MATERIAL FOR THIS TASK
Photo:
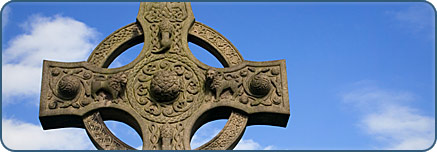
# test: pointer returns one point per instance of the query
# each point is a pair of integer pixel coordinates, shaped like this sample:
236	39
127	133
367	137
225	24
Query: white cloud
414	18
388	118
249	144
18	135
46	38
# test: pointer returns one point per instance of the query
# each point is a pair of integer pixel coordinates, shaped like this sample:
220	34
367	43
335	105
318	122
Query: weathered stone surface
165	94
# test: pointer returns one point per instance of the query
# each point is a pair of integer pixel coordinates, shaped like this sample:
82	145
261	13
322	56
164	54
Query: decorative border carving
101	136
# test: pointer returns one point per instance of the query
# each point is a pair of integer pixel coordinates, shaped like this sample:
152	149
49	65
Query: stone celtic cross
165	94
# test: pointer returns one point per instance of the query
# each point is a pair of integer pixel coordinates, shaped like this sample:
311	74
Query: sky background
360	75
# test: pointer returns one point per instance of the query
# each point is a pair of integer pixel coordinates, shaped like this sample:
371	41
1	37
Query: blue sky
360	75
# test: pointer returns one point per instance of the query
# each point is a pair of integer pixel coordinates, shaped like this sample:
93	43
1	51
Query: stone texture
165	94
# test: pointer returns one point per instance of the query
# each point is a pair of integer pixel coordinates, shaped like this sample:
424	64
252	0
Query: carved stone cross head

--

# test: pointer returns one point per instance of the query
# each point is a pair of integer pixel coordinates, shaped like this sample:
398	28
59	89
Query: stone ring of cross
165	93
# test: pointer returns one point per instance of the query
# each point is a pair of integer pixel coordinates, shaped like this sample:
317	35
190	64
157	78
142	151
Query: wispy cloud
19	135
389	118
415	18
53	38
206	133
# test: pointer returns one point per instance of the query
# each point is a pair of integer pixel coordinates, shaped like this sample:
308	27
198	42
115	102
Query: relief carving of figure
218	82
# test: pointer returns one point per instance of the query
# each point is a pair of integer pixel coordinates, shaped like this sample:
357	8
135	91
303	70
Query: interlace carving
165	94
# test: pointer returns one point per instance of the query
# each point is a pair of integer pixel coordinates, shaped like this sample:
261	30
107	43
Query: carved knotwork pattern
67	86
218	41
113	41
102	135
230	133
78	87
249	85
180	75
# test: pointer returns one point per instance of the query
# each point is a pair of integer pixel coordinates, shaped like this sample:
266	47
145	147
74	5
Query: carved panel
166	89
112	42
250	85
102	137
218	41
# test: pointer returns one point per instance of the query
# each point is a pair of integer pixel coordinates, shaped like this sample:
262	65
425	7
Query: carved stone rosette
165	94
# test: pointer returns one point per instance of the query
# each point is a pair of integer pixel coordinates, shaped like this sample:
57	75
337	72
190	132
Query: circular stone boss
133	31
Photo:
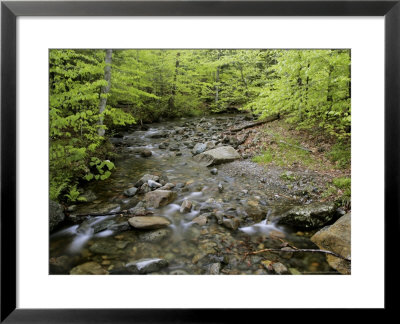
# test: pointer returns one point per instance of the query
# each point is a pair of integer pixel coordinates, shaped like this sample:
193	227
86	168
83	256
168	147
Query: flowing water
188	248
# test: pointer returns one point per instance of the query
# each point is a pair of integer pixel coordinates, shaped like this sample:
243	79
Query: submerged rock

...

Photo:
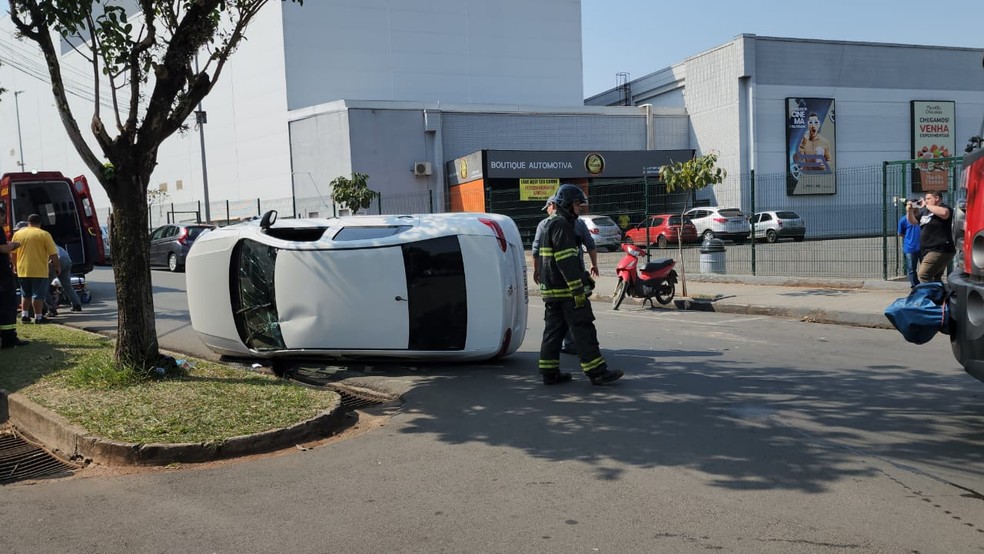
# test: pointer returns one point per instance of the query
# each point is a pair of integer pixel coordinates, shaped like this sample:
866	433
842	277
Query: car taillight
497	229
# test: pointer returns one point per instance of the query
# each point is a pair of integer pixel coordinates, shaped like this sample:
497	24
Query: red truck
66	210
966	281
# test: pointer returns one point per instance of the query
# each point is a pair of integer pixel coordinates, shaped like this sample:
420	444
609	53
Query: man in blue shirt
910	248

DO THIS
Extract every line in the records above that contains the word "stone". Case counts.

RESPONSE
Query: weathered stone surface
Query: stone celtic cross
Query: stone texture
Query: carved stone cross head
Query: stone ring of cross
Query: carved stone rosette
Query: circular stone boss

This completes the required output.